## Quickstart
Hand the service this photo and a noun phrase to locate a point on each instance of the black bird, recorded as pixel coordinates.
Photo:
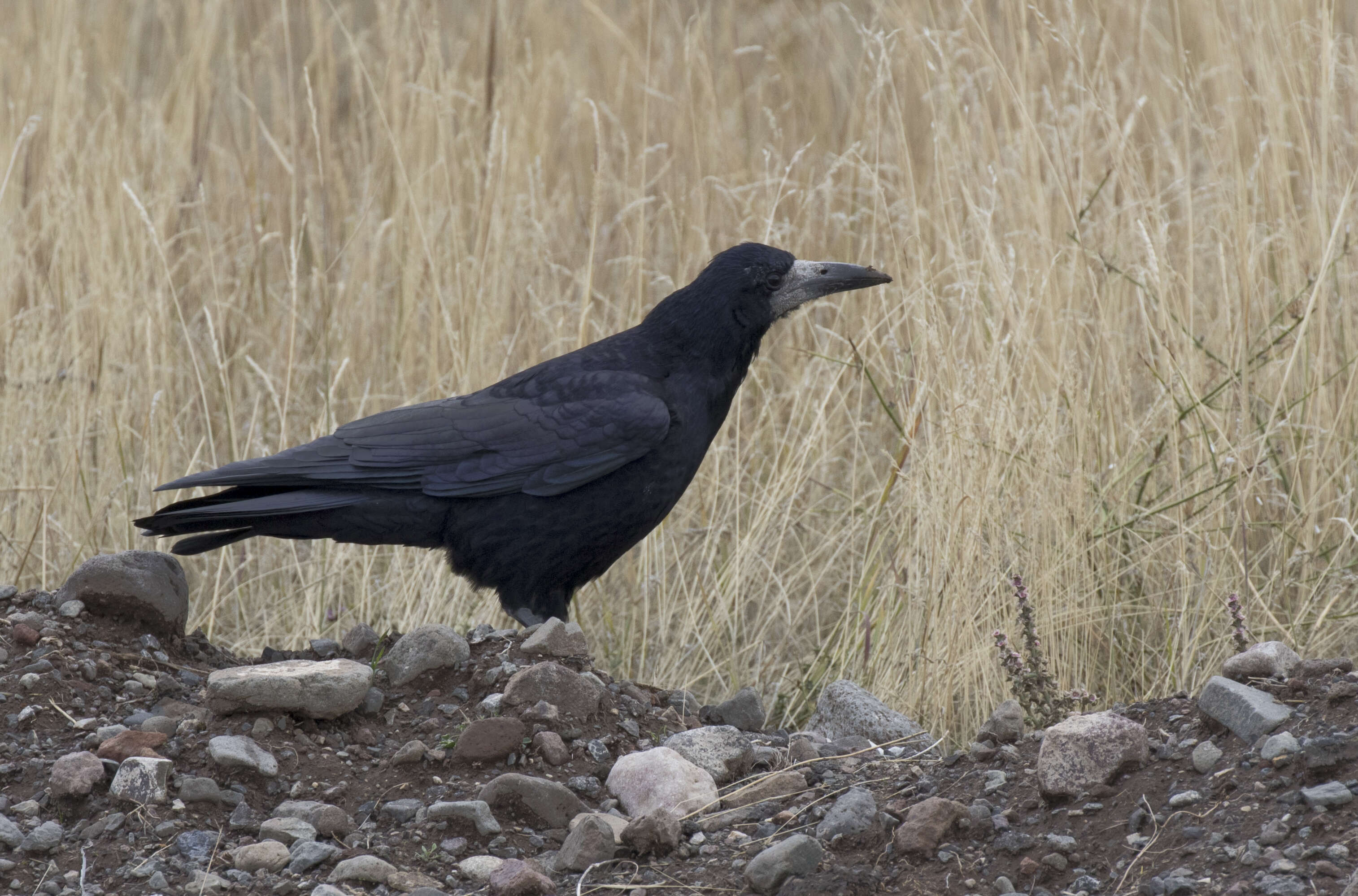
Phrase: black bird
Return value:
• • •
Your goal
Search the listing for the string "bird". Copy each line where it is found.

Completed exercise
Hand the service this photo and a noun phrase to locate a point on each instance of the black bird, recorded as pixel coordinates.
Phrase: black bird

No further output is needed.